## Selection
Judge Saffels apparently made his statement at an informal, in-chambers conference of all counsel and did not indicate how he arrived at the 12-day figure. Judge Rogers provided a thorough explanation of his decision that the 70-day period had not expired on June 29, 1992. He found that the 70-day period began on March 12, 1992, the day after the filing of the original indictment.1 When the trial began on June 29, 1992, 110 days had elapsed since appellants were first indicted, but at least 46 of those days were excludable from calculations under the Act. The district court computed these as follows: The 32 days from April 10 to May 11, the four days from May 15 to 18, and the seven days from June 23 to 29 were excludable because pretrial motions were pending during those periods. See 18 U.S.C. § 3161(h) (1) (F). The one day from June 1 to June 2 was excludable because the trial was then continued upon motion of the defendants and the court found the ends of justice served by the continuance outweighed the value of a speedy trial. See 18 U.S.C. § 3161(h) (8) (A). Finally, the two days of March 24 and June 19 were excludable because the magistrate conducted omnibus and arraignment hearings on those days. See 18 U.S.C. § 3161(h) (1).
We see no error in these calculations. Thus, for speedy trial purposes, a maximum of only 64 nonexcludable days elapsed between the initial indictment and the beginning of trial. We agree with the district court that the Act was not violated.
Each defendant moved for acquittal at the close of the government's case on the ground that the evidence was insufficient to support his conviction for conspiracy under Count One of the second superseding indictment. The court denied the motions.
In deciding whether the evidence was sufficient to support the convictions,
[w]e must view the evidence, both direct and circumstantial, in the light most favorable to the government, and without weighing conflicting evidence or considering the credibility of witnesses, determine whether that evidence, if believed, would establish each element of the crime.

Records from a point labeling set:
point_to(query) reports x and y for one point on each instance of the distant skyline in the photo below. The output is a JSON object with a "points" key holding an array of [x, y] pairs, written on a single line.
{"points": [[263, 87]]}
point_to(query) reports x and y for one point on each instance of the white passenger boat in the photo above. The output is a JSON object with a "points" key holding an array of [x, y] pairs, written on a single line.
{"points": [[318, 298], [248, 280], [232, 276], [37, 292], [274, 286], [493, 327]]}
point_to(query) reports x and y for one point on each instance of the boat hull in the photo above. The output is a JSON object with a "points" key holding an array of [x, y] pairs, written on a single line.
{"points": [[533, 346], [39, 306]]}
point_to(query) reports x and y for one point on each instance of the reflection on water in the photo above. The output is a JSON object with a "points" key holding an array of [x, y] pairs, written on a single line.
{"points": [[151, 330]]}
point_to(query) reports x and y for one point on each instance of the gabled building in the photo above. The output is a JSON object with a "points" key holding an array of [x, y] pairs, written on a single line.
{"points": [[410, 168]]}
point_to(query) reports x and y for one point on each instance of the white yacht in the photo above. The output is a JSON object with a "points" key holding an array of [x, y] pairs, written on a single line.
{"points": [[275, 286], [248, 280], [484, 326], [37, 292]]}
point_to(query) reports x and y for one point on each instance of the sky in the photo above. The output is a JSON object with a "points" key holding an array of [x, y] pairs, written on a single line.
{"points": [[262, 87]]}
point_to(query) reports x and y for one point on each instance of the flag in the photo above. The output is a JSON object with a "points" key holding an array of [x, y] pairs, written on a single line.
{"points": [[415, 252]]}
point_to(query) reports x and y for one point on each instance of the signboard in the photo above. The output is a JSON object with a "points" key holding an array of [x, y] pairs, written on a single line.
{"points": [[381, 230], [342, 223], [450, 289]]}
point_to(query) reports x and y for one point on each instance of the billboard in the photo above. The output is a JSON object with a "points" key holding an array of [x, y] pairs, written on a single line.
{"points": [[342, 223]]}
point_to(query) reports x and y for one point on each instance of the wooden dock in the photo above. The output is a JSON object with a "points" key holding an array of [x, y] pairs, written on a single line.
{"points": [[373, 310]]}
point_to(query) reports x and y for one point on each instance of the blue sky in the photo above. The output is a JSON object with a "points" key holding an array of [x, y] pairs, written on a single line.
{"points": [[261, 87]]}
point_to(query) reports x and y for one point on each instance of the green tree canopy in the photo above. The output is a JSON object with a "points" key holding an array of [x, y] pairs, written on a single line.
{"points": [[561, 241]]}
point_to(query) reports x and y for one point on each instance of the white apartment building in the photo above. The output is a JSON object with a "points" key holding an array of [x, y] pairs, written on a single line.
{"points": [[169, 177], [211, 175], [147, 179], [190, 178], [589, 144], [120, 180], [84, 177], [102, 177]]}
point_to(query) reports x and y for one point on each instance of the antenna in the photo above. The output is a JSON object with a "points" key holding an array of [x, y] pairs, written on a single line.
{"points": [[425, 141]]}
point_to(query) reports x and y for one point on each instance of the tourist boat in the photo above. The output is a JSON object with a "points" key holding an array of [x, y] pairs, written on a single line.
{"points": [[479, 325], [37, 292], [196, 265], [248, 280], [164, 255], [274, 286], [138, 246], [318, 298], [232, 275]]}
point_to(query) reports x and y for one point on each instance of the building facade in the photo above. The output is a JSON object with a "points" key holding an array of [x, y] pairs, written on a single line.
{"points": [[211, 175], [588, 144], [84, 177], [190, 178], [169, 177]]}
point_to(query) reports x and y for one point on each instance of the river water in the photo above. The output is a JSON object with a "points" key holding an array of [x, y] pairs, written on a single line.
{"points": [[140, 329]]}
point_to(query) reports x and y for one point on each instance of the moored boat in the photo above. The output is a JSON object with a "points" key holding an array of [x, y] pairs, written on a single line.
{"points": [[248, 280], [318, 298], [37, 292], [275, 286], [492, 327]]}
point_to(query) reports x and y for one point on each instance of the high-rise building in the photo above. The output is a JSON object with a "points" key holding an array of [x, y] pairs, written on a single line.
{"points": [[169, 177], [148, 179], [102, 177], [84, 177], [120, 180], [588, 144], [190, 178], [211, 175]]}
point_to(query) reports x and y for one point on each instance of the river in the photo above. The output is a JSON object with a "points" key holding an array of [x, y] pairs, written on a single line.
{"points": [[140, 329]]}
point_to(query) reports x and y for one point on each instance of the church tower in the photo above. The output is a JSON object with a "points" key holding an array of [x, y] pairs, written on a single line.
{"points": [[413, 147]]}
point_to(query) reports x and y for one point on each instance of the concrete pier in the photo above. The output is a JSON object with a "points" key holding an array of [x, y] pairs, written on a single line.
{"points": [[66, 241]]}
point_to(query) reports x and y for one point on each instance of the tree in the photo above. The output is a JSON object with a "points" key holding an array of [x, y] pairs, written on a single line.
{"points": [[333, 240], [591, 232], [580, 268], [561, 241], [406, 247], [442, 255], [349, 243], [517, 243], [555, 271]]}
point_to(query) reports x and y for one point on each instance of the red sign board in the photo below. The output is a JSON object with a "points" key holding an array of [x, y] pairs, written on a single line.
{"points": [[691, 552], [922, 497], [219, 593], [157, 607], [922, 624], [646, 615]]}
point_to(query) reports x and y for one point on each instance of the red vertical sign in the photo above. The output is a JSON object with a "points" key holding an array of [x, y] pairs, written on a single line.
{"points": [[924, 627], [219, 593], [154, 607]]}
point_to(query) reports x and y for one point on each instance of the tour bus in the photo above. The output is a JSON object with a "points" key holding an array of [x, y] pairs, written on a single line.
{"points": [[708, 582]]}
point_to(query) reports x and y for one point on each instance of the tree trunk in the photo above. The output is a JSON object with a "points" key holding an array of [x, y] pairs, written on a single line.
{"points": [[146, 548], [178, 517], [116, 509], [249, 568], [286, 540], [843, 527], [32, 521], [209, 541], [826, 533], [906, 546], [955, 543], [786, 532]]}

## Tasks to perform
(a) How many lines of the records contain the string "boat"? Give only the number.
(b) Write what comes next in the court opinion on the speedy trial and conspiracy appeals, starting after its last sentence.
The court opinion and the records have nothing to do with each other.

## Task answers
(a) 4

(b)
United States v. White, 673 F.2d 299, 301-02 (10th Cir. 1982). The elements of the crime of conspiracy are 1) agreement with another person to violate the law; 2) knowledge of the essential objectives of the conspiracy; 3) knowing and voluntary involvement; and 4) interdependence among the alleged co-conspirators. United States v. Evans, 970 F.2d 663, 668-69 (10th Cir. 1992), cert. denied, --- U.S. ----, 113 S. Ct. 1288, 122 L. Ed. 2d 680 (1993).
KBI Agent Steve Elsen testified that when David Johnson was in jail, David arranged with Clark to have Robert Johnson and "Rick" attempt to complete the sale of the P2P. Robert proposed to Clark a plan, involving "Rick," for consummating the transaction. Niedfeldt picked up David from jail and drove him, in Niedfeldt's car, to Topeka. The P2P was in Niedfeldt's car. David and Niedfeldt met Lane and Clark in Topeka, where the deal was completed. When David and Niedfeldt were arrested on leaving the room, Niedfeldt was carrying $34,000 in cash. He attempted to escape but was tackled by a KBI agent. Following the arrests, a search of Robert's home revealed evidence of a drug laboratory.
We find that the evidence set forth above was sufficient to support the convictions of all appellants for the conspiracy charged in Count One.
Robert Johnson further argues that "there can be no indictable conspiracy with a government informer who secretly intends to frustrate the conspiracy," citing Sears v. United States, 343 F.2d 139, 142 (5th Cir. 1965). Robert's argument is based on the assumption that he could have been found to have "conspired" only with the government informant, Rayburn Clark. This argument does not justify reversal of Robert Johnson's conviction. First, it was apparently not raised below. Second, it ignores the likelihood that the jury found that Robert Johnson had conspired with his brother David, based on the evidence that the two had been setting up a methamphetamine laboratory and the evidence of David Johnson's phone calls to Robert from jail to arrange the aborted meeting with Clark and Lane.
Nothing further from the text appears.